Transcribe the post about returning to driving from "Frank Herbert was" to "I did remember.".

═══ Excerpted text

I tried to ignore this voice, given how rude and unhelpful it was being, but by gosh did it have a point. All week the fear began to creep into me. On Friday it was with me from the moment I awoke too, and I actually did worry that the day’s activities would be ruined by me succumbing to paranoia. Luckily it was such a great day I managed to forget all about it, until I awoke today.

… I’ve structured this whole post like it’s going to lead up to some crescendo, some dramatic resolution. I felt sick all morning, almost vomit-ready at one point, and boy did I pray I’d remember, and also, you know, not kill anyone. And not only did I not commit even the teeny-tiniest act of manslaughter, I drove better than I did in September**. Far better. The only mishap of the whole two hours was a singular stall near the beginning. I did every manoeuvre perfectly first time, and there were long stretches where he didn’t need to tell me anything except where to turn next. As I got out he said he was surprised because anyone else he’d taught who took a big break had taken longer to come back to where they were.

How to end this then…

Frank Herbert was right to call fear a mind-killer. It destroys your ability to think, so see anything clearly at all. My fear of driving isn’t gone just yet, but it’s greatly abated. And it’s very much God’s doing that this has all gone so well, given how much I’ve prayed over this. And the thing is, the mind can’t just kill the fear. You can’t fight it, nor can you just push it to the back of your mind. You have to act despite it, even because of it. The moment I slipped Terry’s car into 1st and pushed away from the house I was locked in, and the fear was beaten not by me but by reality – I could drive, I did remember.

Perhaps there’s also something to be said for how those we love can remove our fear, but that sounds like a big topic for what’s already my longest post yet. If you’ve stuck with me to the end, I hope you enjoyed this and took something from it, even as it weaved and rambled like a boy in a Qashqai. Peace out, and see you next week.

** This isn’t exaggeration, several problems me and Terry hadn’t resolved when I left for Uni (not fully releasing the hand-brake and hesitating too much on roundabouts) were entirely absent today. This also shows how good God is, but also reinforces a theory of mine that I learn best when there are breaks away from the thing I’m learning. I’ll write more on this topic some other time.

══════
═══ Supplied data

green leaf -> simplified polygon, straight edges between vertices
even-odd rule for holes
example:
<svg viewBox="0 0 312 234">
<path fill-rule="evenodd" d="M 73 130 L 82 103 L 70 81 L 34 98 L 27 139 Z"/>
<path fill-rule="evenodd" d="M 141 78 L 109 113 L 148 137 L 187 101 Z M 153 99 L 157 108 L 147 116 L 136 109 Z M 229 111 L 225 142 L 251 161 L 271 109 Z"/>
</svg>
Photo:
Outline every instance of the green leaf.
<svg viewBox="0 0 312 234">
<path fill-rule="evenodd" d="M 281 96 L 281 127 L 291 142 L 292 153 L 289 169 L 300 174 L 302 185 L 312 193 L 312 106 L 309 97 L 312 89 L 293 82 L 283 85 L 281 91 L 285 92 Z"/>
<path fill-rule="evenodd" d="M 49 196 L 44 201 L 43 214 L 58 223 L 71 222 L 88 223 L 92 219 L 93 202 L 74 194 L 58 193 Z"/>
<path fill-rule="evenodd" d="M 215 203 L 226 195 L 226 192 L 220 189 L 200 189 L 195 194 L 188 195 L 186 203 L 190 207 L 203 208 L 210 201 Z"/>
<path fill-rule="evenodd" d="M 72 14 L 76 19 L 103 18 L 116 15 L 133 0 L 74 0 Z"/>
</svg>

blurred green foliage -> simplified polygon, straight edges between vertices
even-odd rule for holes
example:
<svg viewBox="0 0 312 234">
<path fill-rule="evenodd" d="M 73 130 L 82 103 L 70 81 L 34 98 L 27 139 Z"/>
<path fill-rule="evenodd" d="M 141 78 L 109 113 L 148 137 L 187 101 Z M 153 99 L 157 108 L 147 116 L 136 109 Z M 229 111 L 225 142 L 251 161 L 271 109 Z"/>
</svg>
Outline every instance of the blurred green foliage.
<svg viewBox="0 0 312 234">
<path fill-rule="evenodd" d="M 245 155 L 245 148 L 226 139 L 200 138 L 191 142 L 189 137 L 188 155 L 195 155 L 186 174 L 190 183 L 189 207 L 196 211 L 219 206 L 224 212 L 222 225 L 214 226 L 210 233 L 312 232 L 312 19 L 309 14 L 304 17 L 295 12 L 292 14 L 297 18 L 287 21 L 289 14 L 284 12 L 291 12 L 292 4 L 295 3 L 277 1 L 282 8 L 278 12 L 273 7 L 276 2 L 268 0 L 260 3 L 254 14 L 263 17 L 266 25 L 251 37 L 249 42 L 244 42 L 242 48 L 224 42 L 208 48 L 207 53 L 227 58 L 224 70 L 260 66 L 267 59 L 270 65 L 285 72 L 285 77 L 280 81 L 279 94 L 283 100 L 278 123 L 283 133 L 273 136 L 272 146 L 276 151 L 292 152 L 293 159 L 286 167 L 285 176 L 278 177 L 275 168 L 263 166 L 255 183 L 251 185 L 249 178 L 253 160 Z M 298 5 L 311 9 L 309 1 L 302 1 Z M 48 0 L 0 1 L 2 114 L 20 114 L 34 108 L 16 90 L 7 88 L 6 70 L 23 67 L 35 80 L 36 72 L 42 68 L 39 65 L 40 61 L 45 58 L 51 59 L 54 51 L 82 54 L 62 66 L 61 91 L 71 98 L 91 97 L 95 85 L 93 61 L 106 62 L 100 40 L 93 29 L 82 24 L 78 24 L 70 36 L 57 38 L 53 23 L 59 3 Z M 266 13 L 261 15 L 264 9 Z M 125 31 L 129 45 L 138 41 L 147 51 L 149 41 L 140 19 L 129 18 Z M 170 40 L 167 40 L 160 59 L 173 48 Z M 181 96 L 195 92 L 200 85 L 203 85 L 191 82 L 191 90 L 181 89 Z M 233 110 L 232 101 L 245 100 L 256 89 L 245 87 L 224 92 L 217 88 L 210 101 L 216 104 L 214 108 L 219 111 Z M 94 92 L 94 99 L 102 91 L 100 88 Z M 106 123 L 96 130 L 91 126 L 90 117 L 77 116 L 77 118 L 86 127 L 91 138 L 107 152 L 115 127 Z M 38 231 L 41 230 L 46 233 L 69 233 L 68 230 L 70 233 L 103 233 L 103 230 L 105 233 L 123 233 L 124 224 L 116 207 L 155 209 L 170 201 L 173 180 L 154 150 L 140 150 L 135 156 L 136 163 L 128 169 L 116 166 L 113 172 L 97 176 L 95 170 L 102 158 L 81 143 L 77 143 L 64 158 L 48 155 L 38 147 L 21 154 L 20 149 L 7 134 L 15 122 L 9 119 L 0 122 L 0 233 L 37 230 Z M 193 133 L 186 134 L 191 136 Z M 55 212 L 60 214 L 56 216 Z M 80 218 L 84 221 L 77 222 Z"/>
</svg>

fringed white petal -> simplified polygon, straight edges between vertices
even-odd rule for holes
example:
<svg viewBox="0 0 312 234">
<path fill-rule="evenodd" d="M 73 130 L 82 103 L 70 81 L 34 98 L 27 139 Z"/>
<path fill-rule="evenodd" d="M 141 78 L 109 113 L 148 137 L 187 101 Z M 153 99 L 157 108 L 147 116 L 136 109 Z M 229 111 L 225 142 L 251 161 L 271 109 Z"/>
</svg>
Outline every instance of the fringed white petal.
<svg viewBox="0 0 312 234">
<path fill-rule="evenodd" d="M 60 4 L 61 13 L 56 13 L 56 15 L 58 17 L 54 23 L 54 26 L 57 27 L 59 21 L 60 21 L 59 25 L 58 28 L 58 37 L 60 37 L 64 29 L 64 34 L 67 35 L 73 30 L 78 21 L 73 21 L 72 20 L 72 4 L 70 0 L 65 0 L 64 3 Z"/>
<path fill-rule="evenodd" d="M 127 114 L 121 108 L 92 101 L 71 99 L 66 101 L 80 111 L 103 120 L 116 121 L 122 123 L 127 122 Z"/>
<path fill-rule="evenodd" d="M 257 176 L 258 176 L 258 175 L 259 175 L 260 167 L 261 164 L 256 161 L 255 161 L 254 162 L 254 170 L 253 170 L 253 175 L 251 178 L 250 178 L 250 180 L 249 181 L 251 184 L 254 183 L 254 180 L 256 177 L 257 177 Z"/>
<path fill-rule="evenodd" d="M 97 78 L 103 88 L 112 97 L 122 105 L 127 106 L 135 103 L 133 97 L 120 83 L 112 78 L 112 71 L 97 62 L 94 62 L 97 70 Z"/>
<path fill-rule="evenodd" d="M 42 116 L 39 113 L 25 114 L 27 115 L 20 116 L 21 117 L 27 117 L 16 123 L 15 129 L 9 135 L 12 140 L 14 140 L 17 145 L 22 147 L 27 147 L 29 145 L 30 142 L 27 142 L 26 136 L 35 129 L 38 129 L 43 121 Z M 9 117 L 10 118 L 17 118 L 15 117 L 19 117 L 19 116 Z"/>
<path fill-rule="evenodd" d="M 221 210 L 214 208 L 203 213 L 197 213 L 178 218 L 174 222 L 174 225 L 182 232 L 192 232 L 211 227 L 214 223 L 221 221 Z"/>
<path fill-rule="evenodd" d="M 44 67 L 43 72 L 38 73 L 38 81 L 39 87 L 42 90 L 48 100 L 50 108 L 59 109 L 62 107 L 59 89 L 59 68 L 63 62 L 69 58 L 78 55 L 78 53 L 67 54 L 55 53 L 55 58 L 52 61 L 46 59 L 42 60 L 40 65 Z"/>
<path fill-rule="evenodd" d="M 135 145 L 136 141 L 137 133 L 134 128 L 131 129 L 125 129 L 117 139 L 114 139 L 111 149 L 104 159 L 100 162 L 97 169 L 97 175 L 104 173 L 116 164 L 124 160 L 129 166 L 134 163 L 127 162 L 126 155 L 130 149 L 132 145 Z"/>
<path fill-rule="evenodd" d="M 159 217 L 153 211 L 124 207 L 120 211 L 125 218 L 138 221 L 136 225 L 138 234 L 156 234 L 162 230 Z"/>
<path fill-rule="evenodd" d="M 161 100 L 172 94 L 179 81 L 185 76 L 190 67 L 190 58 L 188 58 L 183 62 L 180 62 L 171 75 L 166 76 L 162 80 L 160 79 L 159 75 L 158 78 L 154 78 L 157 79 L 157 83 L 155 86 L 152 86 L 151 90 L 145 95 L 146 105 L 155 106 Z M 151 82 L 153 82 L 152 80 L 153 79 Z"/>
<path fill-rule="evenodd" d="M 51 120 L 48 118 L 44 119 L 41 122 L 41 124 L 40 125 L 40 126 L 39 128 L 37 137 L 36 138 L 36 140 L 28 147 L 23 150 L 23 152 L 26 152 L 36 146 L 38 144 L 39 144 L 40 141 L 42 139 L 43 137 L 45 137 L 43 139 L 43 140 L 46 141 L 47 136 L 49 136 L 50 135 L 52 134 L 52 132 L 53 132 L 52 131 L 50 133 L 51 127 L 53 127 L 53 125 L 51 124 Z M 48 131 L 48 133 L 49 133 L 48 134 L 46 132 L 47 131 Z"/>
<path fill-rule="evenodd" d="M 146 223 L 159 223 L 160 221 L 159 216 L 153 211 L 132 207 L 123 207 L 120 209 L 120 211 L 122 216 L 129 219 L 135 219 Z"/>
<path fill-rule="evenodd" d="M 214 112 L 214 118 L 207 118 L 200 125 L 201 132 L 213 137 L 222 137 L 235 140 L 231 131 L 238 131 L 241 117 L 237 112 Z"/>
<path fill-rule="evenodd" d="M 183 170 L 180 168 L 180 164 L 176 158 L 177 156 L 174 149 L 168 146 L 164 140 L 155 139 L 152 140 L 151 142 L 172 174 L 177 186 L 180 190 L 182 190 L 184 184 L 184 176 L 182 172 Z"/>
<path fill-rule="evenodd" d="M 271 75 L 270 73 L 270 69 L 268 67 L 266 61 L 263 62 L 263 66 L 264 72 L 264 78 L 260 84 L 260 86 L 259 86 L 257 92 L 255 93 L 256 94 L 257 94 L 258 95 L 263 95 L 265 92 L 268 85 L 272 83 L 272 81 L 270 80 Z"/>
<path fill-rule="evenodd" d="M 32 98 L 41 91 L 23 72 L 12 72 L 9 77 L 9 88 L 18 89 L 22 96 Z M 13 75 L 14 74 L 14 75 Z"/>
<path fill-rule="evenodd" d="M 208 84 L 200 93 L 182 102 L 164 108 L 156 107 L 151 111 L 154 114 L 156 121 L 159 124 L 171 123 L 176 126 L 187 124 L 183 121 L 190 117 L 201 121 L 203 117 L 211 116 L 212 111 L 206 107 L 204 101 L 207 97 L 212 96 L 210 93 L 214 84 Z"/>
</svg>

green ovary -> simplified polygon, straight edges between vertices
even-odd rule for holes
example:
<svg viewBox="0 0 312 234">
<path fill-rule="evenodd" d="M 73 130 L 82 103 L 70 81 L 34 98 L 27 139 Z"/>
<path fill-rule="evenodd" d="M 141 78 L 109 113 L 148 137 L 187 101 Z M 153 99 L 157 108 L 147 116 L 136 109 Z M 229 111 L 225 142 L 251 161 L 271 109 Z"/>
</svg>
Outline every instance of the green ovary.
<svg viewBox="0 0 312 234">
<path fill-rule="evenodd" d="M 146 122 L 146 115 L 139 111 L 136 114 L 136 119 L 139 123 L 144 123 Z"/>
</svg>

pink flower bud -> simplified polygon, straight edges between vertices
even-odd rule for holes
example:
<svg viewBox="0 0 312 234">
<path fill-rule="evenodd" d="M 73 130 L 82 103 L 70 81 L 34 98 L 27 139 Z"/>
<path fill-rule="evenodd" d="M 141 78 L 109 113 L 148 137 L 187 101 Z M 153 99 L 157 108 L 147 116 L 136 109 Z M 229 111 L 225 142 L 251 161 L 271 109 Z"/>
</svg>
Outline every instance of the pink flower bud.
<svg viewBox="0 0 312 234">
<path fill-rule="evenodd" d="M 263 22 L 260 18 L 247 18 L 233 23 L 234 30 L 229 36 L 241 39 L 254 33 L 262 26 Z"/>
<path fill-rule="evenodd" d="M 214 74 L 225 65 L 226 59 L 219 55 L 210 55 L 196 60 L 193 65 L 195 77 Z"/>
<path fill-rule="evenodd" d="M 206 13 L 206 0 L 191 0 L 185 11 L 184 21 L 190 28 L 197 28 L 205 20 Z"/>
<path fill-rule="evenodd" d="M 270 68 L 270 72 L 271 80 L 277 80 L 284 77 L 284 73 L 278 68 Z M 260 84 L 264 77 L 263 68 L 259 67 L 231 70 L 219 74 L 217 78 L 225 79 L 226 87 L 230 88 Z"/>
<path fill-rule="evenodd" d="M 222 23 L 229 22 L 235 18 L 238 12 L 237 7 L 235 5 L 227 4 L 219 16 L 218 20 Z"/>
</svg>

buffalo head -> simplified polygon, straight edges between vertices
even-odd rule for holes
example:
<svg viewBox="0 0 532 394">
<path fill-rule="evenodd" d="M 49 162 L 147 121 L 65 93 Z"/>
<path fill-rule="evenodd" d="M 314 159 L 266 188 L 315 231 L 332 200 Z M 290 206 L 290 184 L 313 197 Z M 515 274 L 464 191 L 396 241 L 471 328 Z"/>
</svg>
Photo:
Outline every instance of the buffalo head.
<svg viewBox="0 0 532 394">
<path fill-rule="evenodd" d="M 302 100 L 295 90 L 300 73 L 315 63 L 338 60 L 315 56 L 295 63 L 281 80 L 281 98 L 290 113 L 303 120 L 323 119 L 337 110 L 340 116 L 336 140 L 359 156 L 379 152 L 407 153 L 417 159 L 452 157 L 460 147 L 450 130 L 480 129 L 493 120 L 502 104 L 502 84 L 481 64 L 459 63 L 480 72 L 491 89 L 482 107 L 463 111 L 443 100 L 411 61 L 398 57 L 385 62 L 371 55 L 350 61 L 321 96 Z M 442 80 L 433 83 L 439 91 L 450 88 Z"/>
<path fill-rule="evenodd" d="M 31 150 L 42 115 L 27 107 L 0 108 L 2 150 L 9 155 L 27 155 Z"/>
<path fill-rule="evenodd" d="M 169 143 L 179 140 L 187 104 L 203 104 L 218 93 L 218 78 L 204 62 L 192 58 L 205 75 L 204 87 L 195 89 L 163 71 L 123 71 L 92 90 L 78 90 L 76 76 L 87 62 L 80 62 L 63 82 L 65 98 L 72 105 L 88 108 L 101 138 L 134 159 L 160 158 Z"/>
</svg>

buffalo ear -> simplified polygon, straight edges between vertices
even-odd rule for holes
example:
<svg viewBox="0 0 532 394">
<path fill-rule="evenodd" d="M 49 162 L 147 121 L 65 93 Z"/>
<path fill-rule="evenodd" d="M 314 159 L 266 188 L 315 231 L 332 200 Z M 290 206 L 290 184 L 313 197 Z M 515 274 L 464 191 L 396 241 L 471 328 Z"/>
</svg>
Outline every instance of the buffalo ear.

══════

:: Task solution ::
Frank Herbert was right to call fear a mind-killer. It destroys your ability to think, so see anything clearly at all. My fear of driving isn’t gone just yet, but it’s greatly abated. And it’s very much God’s doing that this has all gone so well, given how much I’ve prayed over this. And the thing is, the mind can’t just kill the fear. You can’t fight it, nor can you just push it to the back of your mind. You have to act despite it, even because of it. The moment I slipped Terry’s car into 1st and pushed away from the house I was locked in, and the fear was beaten not by me but by reality – I could drive, I did remember.